• _Task_: Restate word for word the lines that run from the one containing "antler visible in the photograph above." to the last line of the data, both ends included.

___ Material for this exercise

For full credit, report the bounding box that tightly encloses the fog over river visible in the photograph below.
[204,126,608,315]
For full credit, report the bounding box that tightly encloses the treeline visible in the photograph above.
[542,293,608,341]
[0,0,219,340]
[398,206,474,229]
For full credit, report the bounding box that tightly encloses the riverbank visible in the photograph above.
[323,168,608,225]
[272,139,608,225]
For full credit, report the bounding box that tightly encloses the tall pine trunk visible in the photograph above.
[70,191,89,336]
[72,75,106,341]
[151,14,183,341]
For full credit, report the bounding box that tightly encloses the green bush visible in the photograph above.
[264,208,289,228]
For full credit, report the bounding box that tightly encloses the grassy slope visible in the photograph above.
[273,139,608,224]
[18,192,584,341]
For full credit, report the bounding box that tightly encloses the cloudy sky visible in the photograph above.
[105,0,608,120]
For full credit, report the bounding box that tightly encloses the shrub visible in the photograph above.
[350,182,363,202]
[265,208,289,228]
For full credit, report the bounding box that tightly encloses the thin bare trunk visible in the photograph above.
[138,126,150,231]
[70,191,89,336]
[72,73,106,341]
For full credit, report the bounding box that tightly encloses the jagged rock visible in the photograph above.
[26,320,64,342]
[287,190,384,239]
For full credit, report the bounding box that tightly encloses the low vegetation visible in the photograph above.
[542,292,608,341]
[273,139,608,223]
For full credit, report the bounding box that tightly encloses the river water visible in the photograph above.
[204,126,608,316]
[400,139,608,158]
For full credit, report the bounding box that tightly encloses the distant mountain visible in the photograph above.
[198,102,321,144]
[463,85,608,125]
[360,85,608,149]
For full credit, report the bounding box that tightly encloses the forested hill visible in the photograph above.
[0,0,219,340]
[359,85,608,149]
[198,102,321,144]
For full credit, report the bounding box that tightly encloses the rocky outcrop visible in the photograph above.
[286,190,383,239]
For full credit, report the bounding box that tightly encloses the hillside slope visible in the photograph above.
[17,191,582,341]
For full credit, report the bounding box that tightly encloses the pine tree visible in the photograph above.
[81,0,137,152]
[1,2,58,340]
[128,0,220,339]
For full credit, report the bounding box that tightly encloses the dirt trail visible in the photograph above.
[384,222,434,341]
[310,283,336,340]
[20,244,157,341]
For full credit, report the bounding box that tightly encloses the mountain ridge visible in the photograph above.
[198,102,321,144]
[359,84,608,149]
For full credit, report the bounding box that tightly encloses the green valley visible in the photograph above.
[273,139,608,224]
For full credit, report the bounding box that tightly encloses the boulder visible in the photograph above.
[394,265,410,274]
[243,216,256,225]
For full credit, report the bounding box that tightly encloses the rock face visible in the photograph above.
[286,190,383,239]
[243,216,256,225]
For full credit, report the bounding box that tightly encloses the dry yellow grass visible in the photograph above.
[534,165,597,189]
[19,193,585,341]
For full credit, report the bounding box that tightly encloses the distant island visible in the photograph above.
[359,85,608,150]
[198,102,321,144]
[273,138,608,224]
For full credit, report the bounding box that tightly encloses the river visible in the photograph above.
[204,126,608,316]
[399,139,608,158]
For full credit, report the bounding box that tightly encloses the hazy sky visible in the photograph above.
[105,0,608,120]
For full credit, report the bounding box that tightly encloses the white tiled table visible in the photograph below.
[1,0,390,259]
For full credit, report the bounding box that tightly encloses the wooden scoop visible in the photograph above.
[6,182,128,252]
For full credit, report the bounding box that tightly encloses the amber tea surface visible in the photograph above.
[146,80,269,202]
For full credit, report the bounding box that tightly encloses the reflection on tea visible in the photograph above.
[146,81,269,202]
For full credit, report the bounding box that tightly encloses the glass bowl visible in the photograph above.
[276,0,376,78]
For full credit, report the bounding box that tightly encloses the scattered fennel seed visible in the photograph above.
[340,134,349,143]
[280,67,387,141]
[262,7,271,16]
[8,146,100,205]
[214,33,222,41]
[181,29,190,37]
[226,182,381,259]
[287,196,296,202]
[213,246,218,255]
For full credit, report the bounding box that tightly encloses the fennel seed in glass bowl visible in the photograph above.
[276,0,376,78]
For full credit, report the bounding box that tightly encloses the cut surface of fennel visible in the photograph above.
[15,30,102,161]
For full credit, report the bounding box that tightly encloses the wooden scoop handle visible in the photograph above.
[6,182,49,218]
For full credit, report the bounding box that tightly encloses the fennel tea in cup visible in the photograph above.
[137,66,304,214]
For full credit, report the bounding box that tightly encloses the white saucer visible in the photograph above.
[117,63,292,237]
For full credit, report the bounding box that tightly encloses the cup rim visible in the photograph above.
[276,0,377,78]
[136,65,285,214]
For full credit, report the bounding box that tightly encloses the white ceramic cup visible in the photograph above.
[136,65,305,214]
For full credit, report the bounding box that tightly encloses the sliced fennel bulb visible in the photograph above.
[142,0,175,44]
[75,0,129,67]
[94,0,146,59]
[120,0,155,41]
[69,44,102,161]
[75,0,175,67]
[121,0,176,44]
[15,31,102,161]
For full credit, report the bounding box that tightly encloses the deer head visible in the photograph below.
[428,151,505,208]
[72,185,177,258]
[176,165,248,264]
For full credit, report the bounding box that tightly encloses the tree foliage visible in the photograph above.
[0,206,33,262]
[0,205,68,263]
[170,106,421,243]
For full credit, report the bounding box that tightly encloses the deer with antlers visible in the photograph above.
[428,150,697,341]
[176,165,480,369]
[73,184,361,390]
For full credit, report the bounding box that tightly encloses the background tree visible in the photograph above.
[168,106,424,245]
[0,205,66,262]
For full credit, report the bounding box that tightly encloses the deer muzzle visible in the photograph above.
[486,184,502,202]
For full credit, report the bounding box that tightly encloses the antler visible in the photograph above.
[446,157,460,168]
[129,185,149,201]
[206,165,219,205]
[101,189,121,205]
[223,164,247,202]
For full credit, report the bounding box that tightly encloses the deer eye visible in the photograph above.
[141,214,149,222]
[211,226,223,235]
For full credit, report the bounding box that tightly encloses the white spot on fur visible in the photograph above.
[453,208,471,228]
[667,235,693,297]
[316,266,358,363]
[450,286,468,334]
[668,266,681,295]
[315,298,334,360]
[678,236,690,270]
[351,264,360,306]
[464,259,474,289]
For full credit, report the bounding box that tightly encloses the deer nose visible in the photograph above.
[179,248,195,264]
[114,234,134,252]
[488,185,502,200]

______

• _Output for this task_:
For full credit, report the bounding box that tightly encloses the antler visible in the photograph above.
[446,157,460,168]
[129,185,149,201]
[206,165,219,205]
[101,189,121,205]
[223,164,247,202]
For full credit, report the bounding box that tightly encloses the deer eye visible in the photograph above.
[141,214,149,222]
[211,226,223,235]
For full credit, report the bounding box that tightly encloses the white spot on fur visible in the photograph above.
[453,208,471,228]
[667,235,693,297]
[316,266,358,363]
[450,286,468,334]
[668,266,681,295]
[315,298,334,360]
[678,236,690,270]
[351,264,360,306]
[464,259,474,289]
For full credit, report the bounding box that tightly encloses the deer nose visible in the photograph above.
[179,248,195,264]
[114,234,134,252]
[488,185,502,200]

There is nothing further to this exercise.